**Exercise brief**: Can you copy out each of the lines below word for word, without changing anything?

★ ★ ★ ★

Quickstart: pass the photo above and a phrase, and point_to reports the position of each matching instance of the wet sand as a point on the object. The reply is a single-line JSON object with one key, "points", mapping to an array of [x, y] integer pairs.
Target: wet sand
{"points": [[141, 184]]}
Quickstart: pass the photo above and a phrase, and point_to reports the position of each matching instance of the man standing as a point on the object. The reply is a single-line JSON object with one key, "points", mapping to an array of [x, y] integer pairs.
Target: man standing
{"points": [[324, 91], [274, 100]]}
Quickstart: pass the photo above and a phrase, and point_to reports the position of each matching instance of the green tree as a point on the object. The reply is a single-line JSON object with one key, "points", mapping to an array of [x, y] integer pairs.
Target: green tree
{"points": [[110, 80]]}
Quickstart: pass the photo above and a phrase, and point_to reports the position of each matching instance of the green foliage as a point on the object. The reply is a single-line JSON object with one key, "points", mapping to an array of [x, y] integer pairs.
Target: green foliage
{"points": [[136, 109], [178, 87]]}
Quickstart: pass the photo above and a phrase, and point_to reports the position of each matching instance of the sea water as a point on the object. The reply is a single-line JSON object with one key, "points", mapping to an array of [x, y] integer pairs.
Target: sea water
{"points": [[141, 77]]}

★ ★ ★ ★

**Solution to the exercise**:
Quickstart: pass the photo above and a phrase, and point_to reports the position of each matching instance of the wet sand as a point on the object. The reply is a single-line JSON object with one key, "points", mapping to an array of [x, y] integer pairs.
Target: wet sand
{"points": [[141, 184]]}
Quickstart: pass the photo above and a phrase, and point_to reports the position of each matching instance of the man standing as a point on the object. The reply is a single-line JSON object with one key, "points", mapping to an array of [x, y] integer pairs.
Target: man standing
{"points": [[324, 91], [274, 100]]}
Quickstart: pass the photo above and a phrase, and point_to reports the position of each matching instance of the green tree as a point on the object. The reply is a single-line JSON object with one key, "points", mapping to an array of [x, y] integer pairs.
Target: green tree
{"points": [[110, 80]]}
Quickstart: pass the photo above and a phrase, and point_to reports the position of each matching instance of the green foliage as a point on the object. The reply is a single-line JSON object with one key, "points", mapping to an array of [x, y] integer pairs.
Target: green foliage
{"points": [[136, 109], [178, 87]]}
Quickstart: pass the photo above and a phrase, and point_to reports the position of each matching instance of the sea water as a point on the object. The reply is a single-line JSON object with one key, "points", mapping to an array of [x, y] integer pairs.
Target: sea water
{"points": [[141, 77]]}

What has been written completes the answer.